Count how many lines of the items below contain the string "target", treating uppercase and lowercase as different. Reply with the number only.

■ DATA EXTRACT
--- BEGIN ---

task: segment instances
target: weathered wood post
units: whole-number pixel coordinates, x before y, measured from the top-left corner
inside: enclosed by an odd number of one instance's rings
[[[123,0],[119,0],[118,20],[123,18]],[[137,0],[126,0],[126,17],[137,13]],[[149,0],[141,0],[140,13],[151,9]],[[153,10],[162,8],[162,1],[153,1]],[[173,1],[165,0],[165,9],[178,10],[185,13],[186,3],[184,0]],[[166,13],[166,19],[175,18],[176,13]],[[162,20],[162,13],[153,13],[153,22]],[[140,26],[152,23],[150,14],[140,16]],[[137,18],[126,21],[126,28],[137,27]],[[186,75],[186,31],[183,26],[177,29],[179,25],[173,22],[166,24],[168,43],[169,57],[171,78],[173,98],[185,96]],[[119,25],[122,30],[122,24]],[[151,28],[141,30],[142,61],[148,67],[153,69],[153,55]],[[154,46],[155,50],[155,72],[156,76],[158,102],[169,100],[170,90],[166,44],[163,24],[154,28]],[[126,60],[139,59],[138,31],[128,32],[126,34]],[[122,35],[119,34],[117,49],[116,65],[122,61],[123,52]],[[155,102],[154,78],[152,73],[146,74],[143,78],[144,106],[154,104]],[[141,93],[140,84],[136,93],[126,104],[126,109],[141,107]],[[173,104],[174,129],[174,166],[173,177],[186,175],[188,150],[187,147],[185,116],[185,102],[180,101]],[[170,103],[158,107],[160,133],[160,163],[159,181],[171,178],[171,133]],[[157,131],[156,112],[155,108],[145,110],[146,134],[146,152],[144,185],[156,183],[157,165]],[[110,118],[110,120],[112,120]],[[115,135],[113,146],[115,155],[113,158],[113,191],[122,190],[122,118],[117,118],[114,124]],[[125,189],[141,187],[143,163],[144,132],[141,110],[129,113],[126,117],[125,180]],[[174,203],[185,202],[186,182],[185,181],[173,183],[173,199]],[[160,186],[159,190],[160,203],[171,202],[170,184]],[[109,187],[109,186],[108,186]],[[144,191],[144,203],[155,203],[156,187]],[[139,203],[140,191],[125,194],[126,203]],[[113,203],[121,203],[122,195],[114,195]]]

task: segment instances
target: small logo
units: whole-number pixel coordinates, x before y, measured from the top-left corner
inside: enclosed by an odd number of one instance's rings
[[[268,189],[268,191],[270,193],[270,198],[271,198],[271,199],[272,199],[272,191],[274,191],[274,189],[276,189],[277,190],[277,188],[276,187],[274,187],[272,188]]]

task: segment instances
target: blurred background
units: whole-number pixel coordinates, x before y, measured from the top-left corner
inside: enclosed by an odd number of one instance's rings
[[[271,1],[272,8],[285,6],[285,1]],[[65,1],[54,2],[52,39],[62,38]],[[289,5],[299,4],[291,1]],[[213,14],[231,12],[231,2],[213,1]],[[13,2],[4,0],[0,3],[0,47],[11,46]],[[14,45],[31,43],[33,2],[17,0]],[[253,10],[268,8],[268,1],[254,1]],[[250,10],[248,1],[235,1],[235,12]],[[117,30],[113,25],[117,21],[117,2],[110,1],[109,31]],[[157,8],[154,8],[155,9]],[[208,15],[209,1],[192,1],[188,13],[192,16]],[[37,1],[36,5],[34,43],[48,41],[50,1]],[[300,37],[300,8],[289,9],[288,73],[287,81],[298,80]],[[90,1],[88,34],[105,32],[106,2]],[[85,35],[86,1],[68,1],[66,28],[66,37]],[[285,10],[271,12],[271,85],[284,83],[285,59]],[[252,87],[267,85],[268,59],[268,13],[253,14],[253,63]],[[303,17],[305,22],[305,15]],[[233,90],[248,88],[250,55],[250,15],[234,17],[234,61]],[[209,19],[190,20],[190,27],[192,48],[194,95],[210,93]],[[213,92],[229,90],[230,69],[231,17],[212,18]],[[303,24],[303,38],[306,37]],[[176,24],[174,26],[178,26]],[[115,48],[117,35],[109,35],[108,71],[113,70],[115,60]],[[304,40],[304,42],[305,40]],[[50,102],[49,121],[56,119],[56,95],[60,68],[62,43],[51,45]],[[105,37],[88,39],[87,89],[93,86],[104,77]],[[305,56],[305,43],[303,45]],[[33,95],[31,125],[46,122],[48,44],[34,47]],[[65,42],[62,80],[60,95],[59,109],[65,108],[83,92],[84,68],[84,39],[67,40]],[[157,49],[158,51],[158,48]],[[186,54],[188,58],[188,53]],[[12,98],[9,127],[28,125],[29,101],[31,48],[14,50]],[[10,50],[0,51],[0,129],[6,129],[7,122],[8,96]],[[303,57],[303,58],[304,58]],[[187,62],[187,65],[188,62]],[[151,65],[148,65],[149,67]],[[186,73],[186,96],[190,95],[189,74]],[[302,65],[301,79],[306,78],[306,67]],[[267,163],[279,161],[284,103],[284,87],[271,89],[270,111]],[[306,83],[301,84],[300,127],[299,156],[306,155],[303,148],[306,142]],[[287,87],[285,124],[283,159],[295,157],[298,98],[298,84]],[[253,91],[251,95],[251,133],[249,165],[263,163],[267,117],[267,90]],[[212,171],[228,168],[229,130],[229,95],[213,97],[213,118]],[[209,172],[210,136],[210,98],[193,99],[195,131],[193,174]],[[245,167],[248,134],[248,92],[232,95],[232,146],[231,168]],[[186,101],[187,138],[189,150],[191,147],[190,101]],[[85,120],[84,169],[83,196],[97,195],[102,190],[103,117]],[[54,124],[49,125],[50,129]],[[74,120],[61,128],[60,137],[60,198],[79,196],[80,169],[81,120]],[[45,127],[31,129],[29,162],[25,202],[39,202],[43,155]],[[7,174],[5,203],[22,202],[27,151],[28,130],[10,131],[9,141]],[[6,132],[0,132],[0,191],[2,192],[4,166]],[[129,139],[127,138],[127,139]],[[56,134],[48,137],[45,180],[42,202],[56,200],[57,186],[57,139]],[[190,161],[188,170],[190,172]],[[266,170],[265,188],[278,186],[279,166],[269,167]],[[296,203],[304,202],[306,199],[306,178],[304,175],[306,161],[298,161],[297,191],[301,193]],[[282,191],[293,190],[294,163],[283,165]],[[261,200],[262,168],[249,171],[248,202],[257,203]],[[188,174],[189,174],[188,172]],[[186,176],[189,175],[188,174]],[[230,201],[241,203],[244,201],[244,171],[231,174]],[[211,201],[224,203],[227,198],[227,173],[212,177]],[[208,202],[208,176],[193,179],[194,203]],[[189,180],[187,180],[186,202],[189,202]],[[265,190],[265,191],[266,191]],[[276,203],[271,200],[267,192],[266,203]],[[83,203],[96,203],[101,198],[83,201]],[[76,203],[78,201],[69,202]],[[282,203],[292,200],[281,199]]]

--- END ---

■ TASK SOLUTION
3